- [What you will do]:
Please turn the records below into a numbered list with one line per item, leaving out any blank lines.

- [Data rows]:
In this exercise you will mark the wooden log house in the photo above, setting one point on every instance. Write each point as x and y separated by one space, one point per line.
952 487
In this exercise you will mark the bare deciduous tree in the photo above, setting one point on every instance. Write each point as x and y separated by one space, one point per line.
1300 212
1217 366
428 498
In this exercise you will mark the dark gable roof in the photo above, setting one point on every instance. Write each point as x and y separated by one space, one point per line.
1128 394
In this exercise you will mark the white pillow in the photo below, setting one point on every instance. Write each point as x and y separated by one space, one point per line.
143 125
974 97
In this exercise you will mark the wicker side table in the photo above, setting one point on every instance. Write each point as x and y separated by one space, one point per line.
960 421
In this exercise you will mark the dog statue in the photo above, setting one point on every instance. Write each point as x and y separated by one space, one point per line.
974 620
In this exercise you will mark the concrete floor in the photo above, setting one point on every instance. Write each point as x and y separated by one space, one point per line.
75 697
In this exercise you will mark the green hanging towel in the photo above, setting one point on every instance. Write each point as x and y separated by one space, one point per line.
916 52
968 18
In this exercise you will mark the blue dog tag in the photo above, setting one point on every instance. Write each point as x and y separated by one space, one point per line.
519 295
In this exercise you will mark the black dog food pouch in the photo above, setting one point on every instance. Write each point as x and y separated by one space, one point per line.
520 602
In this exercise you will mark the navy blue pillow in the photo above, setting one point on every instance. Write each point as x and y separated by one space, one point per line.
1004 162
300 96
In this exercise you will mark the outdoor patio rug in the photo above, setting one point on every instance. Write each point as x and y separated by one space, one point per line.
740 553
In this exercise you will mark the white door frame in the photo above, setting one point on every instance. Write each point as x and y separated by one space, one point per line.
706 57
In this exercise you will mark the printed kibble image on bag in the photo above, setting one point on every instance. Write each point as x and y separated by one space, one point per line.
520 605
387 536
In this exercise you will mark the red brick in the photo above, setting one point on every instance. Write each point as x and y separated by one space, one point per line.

- [Complete response]:
1. In this exercise you will mark the wooden log house in the photo above, setting one point on every instance. Write each point as x and y separated by one space, one point per line.
2. 952 487
3. In this exercise you will mark the bare deciduous tree in the photo above, setting one point on every instance. Write each point as x and y separated by one space, one point per line.
4. 1300 212
5. 1217 366
6. 428 498
7. In this exercise you will mark the dark gable roof in the photo above, setting one point on every instance. Write each point as x and y separated by one space, one point per line.
8. 1128 394
9. In this exercise you will mark the white pillow in the photo below, setting one point on every instance. Write each point as x and y separated by one space, one point per line.
10. 143 125
11. 974 97
12. In this exercise you will mark the wicker side table in the photo above, setting one point on every instance. Write each point as x and y separated by one space, one point per line.
13. 960 421
14. In this exercise you will mark the dog statue in the photo above, setting one point on every instance. Write each point as x and y separated by one space, one point per line.
15. 974 620
16. In this exercise you will mark the concrete floor in the photo above, setting one point on every instance. Write each point as x and y separated by one space, one point per line.
17. 75 697
18. In this exercise you will mark the green hanging towel in the photo above, setting one point on every instance. Write each point as x and y separated by one space, one point per line.
19. 916 52
20. 968 18
21. In this exercise you will mark the blue dog tag in the photo above, setting one point on every instance. Write each point as x and y separated by one space, one point per line.
22. 519 295
23. In this exercise you will mark the black dog food pouch in the photo above, setting one point on every instance. Write each point as x and y separated by one space, one point per line.
24. 520 602
25. In this exercise you will mark the navy blue pillow in the photo above, setting one point on every instance. Write each point as x and y separated by one space, one point per line.
26. 1004 162
27. 300 96
28. In this exercise you will mark the outdoor patio rug in the photo above, setting one point on every instance. Write each point as x and y separated by one space, one point per line.
29. 740 553
30. In this exercise you will mark the white door frame in the photo above, setting one point on every instance. Write each point as x and y separated by one space, one point per line.
31. 706 57
32. In this exercise you will mark the printed kibble image on bag in the photo above, setting one point on every instance. Write each point as x and y separated by one space, one point per line.
33. 520 605
34. 387 536
35. In this exercise you will mark the red brick in the photo above, setting one point on every instance. Write each point as x and y separated by one space, one point per line.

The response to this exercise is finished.